#### QUOTED PASSAGE:
————

Make NSXMLParser your friend..

As promised, here is a little How-I-did-it / How-To.

First off: I am not an experienced SAX-User.. So this approach might be packing the problem at it’s tail, but this is how DOM-Users feel comfortable with ;)

Let’s assume we want to parse the following XML:

tranist.xml

<root>
    <schedules>
        <schedule id="0">
            <from>SourceA</from>
            <to>DestinationA</to>
            <links>
                <link id="0">
                    <departure>2008-01-01 01:01</departure>
                    <arrival>2008-01-01 01:02</arrival>
                    <info>With food</info>
                    <parts>
                        <part id="0">
                            <departure>2008-01-01 01:01</departure>
                            <arrival>2008-01-01 01:02</arrival>
                            <vehicle>Walk</vehicle>
                        </part>
                        <part id="1">
                            <departure>2008-01-01 01:01</departure>
                            <arrival>2008-01-01 01:02</arrival>
                            <trackfrom>1</trackfrom>
                            <trackto>2</trackto>
                            <vehicle>Train</vehicle>
                        </part>
                    </parts>
                </link>
                <link id="1">
                    ...
                </link>
                <link id="2">
                    ...
                </link>
            </links>
        </schedule>
        <schedule id="1">
            ...
        </schedule>
        <schedule id="2">
            ...
        </schedule>
    </schedules>
</root>

In human readable format, this means: We have multiple schedules with from/to etc. These schedules consist of multiple links (different connections for the same route) with departure/arrival etc. These links consist then of multiple parts/sections with various elements which are not sure to be there..

With the let’s find the element called ‘part’ - approach, you won’t get anywhere..

The Basics

So what do we want to achieve? We want a list/array of Schedules, which have the given members. On member is a list/array of Links, also consisting of the given members and a list/array of parts with the respective members.

This is also the basic idea behind my approach: for every new node-container, use a new class/object (an array will also work, but it’s kinda crap..)

Now we have a Schedule class, a Link class and a Part class.

This is an example of the Link class interface:

Link.h

#import "Part.h"

@interface Link : NSObject {
    NSString *departure;
    NSString *arrival;
    NSString *info;
    NSMutableArray *parts;
}

@property (nonatomic, retain) NSString *departure;
@property (nonatomic, retain) NSString *arrival;
@property (nonatomic, retain) NSString *info;
@property (readonly, retain) NSMutableArray *parts;

- (void)addPart:(Part *)part;

@end

We use an accessor method for the parts, because it just feels better when dealing with arrays. (Instead of later using [foo.myArray addObject:..] we have [foo addMe:..])

Also we make it easier for us, using retain properties..

The Parser setup

A short introduction into SAX:

The parsing goes node by node and is not nesting-sensitive. That means that first we get root, then schedules, then schedule, then from, then to, then links, then link, then departure etc. As soon as the parser returns you the node for example, you don’t know anymore in what schedule you were. As long as you have a clearly defined structure where always every element must be present, you could do this using a counter, but as soon as you have multiple nodes with no defined count, you have a problem.

————

#### DATA LINES:

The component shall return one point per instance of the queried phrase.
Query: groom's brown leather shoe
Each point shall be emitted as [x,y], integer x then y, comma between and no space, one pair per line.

————

#### REQUIREMENTS:
1 > Reproduce the portion of the NSXMLParser post between "We use an accessor" and "using retain properties..", inclusive.
2 > In the NSXMLParser post, which three classes does the approach end up with?

#### WORKED ANSWERS:
1 >
We use an accessor method for the parts, because it just feels better when dealing with arrays. (Instead of later using [foo.myArray addObject:..] we have [foo addMe:..])

Also we make it easier for us, using retain properties..

2 > A Schedule class, a Link class, and a Part class.